=== Written exercise ===
Your task is to return the span of lines beginning at the one with "of the decorative" and ending at the last line of the data, exactly as it stands.

=== Data for this exercise ===
····················
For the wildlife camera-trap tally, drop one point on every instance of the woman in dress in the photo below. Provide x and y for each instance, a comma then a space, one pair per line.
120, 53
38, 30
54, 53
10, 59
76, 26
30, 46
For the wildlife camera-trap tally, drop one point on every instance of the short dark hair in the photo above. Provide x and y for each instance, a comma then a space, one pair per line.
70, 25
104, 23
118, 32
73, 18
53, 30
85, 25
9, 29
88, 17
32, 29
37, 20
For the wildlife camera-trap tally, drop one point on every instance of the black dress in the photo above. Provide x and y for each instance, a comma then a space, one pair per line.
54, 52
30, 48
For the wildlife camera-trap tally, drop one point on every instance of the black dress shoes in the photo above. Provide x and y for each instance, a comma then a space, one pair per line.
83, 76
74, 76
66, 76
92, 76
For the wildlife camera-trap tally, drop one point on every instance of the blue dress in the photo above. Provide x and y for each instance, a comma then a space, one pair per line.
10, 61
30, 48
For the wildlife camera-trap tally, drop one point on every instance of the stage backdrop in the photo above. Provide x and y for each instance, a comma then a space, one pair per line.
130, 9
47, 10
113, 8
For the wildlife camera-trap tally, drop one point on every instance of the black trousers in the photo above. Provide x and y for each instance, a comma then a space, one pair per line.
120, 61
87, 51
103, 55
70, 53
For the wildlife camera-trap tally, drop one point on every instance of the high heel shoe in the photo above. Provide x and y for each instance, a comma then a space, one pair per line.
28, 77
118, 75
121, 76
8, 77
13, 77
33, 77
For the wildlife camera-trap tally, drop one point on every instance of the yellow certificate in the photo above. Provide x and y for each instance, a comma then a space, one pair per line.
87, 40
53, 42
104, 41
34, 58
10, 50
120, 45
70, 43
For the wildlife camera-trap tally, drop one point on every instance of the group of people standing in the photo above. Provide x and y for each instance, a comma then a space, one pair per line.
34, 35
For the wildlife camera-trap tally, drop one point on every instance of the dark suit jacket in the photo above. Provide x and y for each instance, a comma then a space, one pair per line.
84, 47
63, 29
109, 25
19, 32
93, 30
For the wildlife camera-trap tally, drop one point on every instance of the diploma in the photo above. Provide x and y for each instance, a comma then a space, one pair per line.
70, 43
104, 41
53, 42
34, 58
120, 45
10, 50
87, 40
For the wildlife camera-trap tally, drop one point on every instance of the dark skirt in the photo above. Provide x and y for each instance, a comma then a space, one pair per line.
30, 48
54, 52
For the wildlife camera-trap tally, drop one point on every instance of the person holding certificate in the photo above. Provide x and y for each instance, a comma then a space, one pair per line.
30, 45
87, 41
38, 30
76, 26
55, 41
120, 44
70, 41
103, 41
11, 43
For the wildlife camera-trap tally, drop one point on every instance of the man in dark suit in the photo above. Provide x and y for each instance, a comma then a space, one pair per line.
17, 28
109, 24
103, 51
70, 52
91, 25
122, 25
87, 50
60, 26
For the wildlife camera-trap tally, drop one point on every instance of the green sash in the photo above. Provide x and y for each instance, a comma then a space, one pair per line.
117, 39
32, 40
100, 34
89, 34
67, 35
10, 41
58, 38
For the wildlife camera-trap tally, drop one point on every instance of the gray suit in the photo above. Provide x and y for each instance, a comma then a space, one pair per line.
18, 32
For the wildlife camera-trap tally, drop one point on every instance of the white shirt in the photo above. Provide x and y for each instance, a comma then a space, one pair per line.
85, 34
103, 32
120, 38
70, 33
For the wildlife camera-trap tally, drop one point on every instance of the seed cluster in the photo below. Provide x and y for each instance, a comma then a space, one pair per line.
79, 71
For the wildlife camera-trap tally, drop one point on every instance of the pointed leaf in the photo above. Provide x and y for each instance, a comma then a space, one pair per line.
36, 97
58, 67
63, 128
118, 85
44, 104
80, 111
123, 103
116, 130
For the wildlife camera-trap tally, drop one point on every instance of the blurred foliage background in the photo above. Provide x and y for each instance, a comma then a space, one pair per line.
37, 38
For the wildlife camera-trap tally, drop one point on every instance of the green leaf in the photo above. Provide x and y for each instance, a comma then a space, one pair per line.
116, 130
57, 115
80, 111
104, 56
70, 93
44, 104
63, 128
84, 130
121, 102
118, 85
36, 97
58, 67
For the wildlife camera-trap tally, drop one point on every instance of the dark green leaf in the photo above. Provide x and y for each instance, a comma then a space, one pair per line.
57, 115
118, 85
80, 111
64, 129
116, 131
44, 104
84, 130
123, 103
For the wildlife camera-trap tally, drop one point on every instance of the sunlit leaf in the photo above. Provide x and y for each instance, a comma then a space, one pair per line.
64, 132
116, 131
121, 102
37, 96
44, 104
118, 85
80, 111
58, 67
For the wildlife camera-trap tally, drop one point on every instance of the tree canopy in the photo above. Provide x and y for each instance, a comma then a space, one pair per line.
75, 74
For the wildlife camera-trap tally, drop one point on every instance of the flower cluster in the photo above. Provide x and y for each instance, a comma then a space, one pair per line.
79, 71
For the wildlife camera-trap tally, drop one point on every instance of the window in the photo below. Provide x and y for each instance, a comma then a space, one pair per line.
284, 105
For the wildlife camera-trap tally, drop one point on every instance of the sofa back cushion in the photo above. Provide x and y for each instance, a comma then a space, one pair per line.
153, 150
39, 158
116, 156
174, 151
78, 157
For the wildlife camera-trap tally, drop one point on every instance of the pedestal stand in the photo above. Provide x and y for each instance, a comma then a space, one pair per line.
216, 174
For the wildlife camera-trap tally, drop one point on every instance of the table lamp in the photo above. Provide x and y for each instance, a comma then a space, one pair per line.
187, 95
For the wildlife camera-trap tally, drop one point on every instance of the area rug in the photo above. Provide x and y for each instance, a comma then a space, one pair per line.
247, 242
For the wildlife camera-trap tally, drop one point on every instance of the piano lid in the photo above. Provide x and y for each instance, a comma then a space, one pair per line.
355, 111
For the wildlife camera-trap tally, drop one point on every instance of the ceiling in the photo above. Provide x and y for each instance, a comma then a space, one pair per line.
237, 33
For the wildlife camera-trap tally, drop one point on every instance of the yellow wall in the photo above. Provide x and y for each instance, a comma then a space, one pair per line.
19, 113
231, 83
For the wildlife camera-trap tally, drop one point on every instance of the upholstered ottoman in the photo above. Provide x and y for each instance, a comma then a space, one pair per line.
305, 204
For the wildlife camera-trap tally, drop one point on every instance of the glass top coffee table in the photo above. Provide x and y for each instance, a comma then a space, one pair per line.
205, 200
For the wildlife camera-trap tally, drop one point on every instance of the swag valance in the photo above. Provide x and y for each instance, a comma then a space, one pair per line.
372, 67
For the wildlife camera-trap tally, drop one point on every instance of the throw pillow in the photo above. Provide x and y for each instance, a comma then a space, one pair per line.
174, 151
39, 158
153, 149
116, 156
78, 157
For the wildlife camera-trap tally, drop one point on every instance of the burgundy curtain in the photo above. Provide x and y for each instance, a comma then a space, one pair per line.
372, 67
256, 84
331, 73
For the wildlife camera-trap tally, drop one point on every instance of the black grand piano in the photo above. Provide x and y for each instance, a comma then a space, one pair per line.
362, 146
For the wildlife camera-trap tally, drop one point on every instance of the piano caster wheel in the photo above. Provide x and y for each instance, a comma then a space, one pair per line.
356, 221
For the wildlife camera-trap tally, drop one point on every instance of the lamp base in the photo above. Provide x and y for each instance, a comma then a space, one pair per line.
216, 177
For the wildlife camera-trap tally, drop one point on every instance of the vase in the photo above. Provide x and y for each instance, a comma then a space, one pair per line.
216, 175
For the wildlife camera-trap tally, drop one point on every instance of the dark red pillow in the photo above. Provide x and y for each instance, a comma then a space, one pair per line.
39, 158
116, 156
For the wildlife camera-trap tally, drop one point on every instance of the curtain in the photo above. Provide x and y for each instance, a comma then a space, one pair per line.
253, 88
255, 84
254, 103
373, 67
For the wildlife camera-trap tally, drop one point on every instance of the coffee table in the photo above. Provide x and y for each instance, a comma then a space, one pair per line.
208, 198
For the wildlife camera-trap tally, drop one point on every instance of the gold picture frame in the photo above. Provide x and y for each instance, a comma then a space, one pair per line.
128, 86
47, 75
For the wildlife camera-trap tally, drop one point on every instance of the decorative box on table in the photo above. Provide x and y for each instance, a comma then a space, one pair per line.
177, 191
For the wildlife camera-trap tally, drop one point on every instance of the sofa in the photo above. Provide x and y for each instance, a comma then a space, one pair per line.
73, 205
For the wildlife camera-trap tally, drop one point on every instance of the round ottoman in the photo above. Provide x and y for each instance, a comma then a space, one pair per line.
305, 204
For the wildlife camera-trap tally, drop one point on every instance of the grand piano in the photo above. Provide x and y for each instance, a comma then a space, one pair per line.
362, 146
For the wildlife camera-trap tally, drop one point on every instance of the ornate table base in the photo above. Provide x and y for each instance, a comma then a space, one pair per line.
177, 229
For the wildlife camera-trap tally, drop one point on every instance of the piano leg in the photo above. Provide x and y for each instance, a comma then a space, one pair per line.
····················
=== Finished exercise ===
For the wildlife camera-trap tally, drop one point on every instance of the decorative box on table in the photo above. Provide x and y for each instance, a comma then a space, one pair per line.
177, 191
For the wildlife camera-trap tally, drop one point on every instance of the sofa in the photo above. Provide x and y for each instance, a comma then a space, one pair per line.
73, 205
For the wildlife camera-trap tally, drop one point on every instance of the round ottoman in the photo above. Provide x and y for each instance, a comma then a space, one pair per line.
305, 204
For the wildlife camera-trap tally, drop one point on every instance of the grand piano in the photo above. Provide x and y for each instance, a comma then a space, one pair per line.
362, 146
For the wildlife camera-trap tally, drop one point on every instance of the ornate table base in the photo above. Provide x and y for each instance, a comma then a space, one pair per line.
177, 229
For the wildlife camera-trap tally, drop one point on every instance of the piano leg in the photo above. Provide x and y for each instance, a comma then a space, one pair per line.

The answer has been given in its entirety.